## Work to complete
Write each line out exactly, leaving none out.

Point labeling examples
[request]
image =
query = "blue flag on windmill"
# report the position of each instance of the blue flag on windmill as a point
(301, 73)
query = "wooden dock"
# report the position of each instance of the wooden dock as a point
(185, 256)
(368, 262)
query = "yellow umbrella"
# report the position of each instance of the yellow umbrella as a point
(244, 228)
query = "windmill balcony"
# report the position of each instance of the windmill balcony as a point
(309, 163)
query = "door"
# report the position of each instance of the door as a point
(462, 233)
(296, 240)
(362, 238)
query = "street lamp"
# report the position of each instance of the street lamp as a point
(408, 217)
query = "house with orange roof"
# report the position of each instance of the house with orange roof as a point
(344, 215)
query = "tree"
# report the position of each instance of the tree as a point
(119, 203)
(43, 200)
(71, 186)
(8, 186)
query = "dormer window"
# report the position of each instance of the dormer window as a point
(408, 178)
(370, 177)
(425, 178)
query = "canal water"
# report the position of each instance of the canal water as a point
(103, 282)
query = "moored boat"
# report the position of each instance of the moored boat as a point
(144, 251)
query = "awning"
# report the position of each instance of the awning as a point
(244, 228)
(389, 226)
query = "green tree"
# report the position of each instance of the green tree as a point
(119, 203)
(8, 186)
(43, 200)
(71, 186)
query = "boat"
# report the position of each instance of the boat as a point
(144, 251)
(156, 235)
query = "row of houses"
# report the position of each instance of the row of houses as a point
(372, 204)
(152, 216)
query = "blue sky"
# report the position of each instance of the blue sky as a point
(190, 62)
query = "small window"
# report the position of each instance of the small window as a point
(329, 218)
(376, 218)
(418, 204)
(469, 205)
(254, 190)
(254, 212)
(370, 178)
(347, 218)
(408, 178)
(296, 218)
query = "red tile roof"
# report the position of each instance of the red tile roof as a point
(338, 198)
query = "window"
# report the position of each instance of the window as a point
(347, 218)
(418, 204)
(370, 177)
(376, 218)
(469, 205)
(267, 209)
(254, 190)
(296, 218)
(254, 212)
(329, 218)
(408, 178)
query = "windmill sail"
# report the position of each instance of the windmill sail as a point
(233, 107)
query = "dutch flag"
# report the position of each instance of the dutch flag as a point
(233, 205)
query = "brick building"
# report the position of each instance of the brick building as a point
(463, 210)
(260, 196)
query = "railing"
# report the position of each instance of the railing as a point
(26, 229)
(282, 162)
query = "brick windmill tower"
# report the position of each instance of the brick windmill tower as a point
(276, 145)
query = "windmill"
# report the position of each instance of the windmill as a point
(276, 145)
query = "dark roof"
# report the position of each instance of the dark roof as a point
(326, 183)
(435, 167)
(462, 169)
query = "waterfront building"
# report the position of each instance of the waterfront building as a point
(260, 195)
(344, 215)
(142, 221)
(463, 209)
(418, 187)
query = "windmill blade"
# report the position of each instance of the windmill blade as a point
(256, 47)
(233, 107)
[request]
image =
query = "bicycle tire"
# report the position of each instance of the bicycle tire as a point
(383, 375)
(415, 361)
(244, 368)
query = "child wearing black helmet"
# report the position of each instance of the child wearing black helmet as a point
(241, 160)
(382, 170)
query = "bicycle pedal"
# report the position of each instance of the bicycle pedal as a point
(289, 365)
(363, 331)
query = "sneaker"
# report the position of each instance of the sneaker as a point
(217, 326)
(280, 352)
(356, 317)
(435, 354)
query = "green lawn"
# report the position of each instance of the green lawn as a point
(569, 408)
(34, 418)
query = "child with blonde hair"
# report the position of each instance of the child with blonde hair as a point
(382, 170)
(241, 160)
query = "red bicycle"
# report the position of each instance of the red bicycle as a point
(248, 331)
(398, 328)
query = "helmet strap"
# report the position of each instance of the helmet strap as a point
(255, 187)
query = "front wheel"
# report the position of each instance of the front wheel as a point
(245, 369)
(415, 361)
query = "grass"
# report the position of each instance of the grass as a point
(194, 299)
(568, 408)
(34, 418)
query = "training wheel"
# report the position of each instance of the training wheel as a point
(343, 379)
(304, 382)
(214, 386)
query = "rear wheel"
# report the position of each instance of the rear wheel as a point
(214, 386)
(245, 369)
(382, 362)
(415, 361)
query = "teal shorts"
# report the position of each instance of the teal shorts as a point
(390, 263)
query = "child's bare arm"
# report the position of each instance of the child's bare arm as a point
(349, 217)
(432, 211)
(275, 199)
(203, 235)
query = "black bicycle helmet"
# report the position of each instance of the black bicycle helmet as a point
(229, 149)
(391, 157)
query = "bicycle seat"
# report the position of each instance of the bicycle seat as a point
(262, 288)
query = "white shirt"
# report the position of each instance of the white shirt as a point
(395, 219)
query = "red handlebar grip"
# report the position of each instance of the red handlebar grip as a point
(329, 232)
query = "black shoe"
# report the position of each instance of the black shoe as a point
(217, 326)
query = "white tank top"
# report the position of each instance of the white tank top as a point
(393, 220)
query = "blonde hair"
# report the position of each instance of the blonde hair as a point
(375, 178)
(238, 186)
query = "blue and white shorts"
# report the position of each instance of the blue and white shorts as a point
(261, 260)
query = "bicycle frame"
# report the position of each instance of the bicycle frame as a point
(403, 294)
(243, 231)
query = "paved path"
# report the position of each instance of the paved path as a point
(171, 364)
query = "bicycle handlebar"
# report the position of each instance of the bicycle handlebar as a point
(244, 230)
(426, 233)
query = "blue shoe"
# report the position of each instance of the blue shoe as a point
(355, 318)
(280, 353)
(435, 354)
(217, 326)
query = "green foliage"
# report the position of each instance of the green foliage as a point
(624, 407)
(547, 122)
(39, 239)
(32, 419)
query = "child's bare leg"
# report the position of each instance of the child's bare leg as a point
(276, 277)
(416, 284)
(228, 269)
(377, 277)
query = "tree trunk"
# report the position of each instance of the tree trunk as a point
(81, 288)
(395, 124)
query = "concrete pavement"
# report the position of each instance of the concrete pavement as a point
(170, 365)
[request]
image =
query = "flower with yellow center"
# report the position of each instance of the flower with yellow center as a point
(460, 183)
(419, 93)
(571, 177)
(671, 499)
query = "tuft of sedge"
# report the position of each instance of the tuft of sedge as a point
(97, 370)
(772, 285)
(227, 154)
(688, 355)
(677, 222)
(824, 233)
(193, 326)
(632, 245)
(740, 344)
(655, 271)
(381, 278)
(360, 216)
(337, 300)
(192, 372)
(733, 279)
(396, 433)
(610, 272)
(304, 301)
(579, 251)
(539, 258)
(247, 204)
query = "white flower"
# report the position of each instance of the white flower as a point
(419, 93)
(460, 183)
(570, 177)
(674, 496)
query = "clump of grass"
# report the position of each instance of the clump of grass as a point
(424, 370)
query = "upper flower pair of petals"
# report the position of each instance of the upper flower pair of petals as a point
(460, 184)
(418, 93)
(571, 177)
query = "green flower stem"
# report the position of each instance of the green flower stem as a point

## Response
[request]
image =
query = "blue flag on windmill"
# report the position of each instance of the blue flag on windmill as a point
(301, 73)
query = "wooden dock"
# report the position of each instance of the wooden dock as a point
(185, 256)
(368, 262)
query = "yellow umbrella"
# report the position of each instance of the yellow umbrella as a point
(244, 228)
query = "windmill balcony"
# report the position of each instance of the windmill balcony as a point
(309, 163)
query = "door"
# report the position of each instance of the door as a point
(462, 233)
(296, 240)
(362, 238)
query = "street lamp"
# report the position of each instance of the street lamp as a point
(408, 217)
query = "house with orange roof"
# report the position of each instance of the house with orange roof as a point
(344, 215)
query = "tree"
# report the position of each instance of the tree as a point
(119, 203)
(43, 200)
(71, 186)
(8, 186)
query = "dormer window"
# report the position of each instance of the dormer window as a point
(408, 178)
(370, 177)
(425, 178)
query = "canal water"
# report the position of each instance of the canal water as a point
(103, 282)
query = "moored boat"
# report the position of each instance of the moored boat as a point
(144, 251)
query = "awning"
# report the position of each instance of the awning as a point
(244, 228)
(389, 226)
query = "green tree"
# report the position of each instance of the green tree as a point
(119, 203)
(8, 186)
(43, 200)
(71, 186)
query = "boat"
# report the position of each instance of the boat as a point
(144, 251)
(156, 235)
query = "row of houses"
# report the position of each instance of the row of houses as a point
(372, 204)
(152, 216)
query = "blue sky"
# report the position of each instance of the blue sky as a point
(190, 62)
query = "small window"
# report the position of each instance of the small window as a point
(329, 218)
(376, 218)
(418, 204)
(469, 205)
(254, 190)
(254, 212)
(370, 178)
(347, 218)
(408, 178)
(296, 218)
query = "red tile roof"
# report the position of each instance of the red tile roof as a point
(338, 198)
query = "window"
# report the position of each instance of the window as a point
(347, 218)
(418, 204)
(370, 177)
(376, 218)
(469, 205)
(267, 209)
(254, 190)
(296, 218)
(254, 212)
(329, 218)
(408, 178)
query = "windmill sail"
# report the position of each instance of the windmill sail as a point
(233, 107)
query = "dutch flag"
# report the position of each instance of the dutch flag as a point
(233, 205)
query = "brick building"
# report the position of each instance of the brick building as a point
(463, 210)
(260, 196)
query = "railing"
# report the position of each instance of the railing as a point
(26, 229)
(282, 162)
query = "brick windmill tower"
# report the position of each instance of the brick windmill tower as a point
(276, 145)
query = "windmill"
# report the position of each instance of the windmill as a point
(276, 145)
query = "dark roof"
# report the position of each instance of the dark roof as a point
(326, 183)
(435, 167)
(462, 169)
query = "waterfront building"
# report the position of each instance of the waterfront building as a point
(260, 195)
(344, 215)
(142, 221)
(463, 209)
(418, 187)
query = "windmill blade"
# report the position of each instance of the windmill blade as a point
(256, 47)
(233, 107)
[request]
image =
query = "bicycle tire"
# report the position of each instance of the bicycle tire as a point
(383, 375)
(415, 361)
(244, 368)
query = "child wearing black helmet"
# report the position of each instance of the child wearing black helmet as a point
(241, 160)
(382, 170)
query = "bicycle pedal"
# report the position of each instance of the bicycle pedal as a point
(289, 365)
(363, 331)
query = "sneaker"
# report the position of each instance of the sneaker as a point
(217, 326)
(280, 352)
(356, 317)
(435, 354)
query = "green lawn"
# report the position of each instance of the green lawn as a point
(569, 408)
(34, 418)
query = "child with blonde hair"
# report the position of each instance of the child with blonde hair as a point
(382, 170)
(241, 160)
query = "red bicycle"
# report the position of each instance of the red bicycle as a point
(248, 331)
(398, 328)
query = "helmet strap"
# report the position of each instance of the helmet strap as a point
(255, 187)
query = "front wheel"
# report the position of each instance of the front wheel as a point
(245, 369)
(415, 361)
query = "grass"
# report the position of each instance of the grass as a point
(194, 299)
(568, 408)
(34, 418)
query = "training wheel"
# report the position of each instance of the training wheel as a point
(343, 379)
(304, 382)
(214, 386)
query = "rear wheel"
# report the position of each instance of the rear wheel as a point
(214, 386)
(245, 369)
(382, 362)
(415, 361)
query = "teal shorts"
# report the position of each instance of the teal shorts as a point
(390, 263)
query = "child's bare arm"
# report the position of each instance of the child's bare arm as a point
(349, 217)
(432, 211)
(275, 199)
(203, 235)
query = "black bicycle helmet"
# report the position of each instance of the black bicycle helmet as a point
(229, 149)
(391, 157)
query = "bicycle seat"
# report the position of each instance of the bicycle seat as a point
(262, 288)
query = "white shirt"
# report the position of each instance of the white shirt as a point
(395, 219)
query = "red handlebar grip"
# report the position of each instance of the red handlebar grip as a point
(329, 232)
query = "black shoe"
# report the position of each instance of the black shoe as a point
(217, 326)
query = "white tank top"
# report the position of each instance of the white tank top as a point
(393, 220)
query = "blonde hair"
# report the position of each instance of the blonde hair as a point
(375, 178)
(238, 186)
query = "blue and white shorts"
# report the position of each instance of the blue and white shorts as a point
(261, 260)
query = "bicycle frame"
# report the position of each instance of the bicycle frame as a point
(403, 294)
(243, 231)
query = "paved path"
# report the position of each instance of the paved path as a point
(171, 364)
query = "bicycle handlebar"
# report the position of each instance of the bicycle handlebar as a point
(244, 230)
(426, 233)
query = "blue shoe"
# report the position of each instance of the blue shoe as a point
(355, 318)
(280, 353)
(435, 354)
(217, 326)
query = "green foliage"
# report the position of each instance of the green foliage as a point
(624, 407)
(547, 122)
(39, 239)
(32, 419)
query = "child's bare leg"
# report the position of each instance of the child's bare leg as a point
(276, 277)
(416, 284)
(228, 269)
(377, 277)
query = "tree trunk"
# report the position of each instance of the tree trunk as a point
(81, 288)
(395, 124)
query = "concrete pavement"
# report the position of each instance of the concrete pavement as a point
(170, 365)
[request]
image =
query = "flower with yellow center"
# report the position of each instance of the flower with yellow center as a point
(460, 183)
(419, 93)
(571, 177)
(671, 499)
query = "tuft of sedge"
# report the position of each instance of the tuft of sedge as a point
(97, 370)
(772, 285)
(227, 154)
(688, 355)
(677, 222)
(824, 233)
(193, 326)
(632, 245)
(740, 344)
(655, 271)
(381, 278)
(360, 216)
(337, 300)
(192, 372)
(733, 279)
(396, 433)
(610, 272)
(304, 301)
(579, 251)
(539, 258)
(247, 204)
query = "white flower"
# report the position of each instance of the white flower as a point
(419, 93)
(460, 183)
(570, 177)
(674, 496)
query = "clump of grass"
# report the position of each instance of the clump of grass as a point
(424, 370)
query = "upper flower pair of petals"
# report the position of each instance of the upper flower pair of petals as a point
(460, 184)
(418, 93)
(571, 177)
query = "green flower stem"
# report the position of each instance of the green flower stem as a point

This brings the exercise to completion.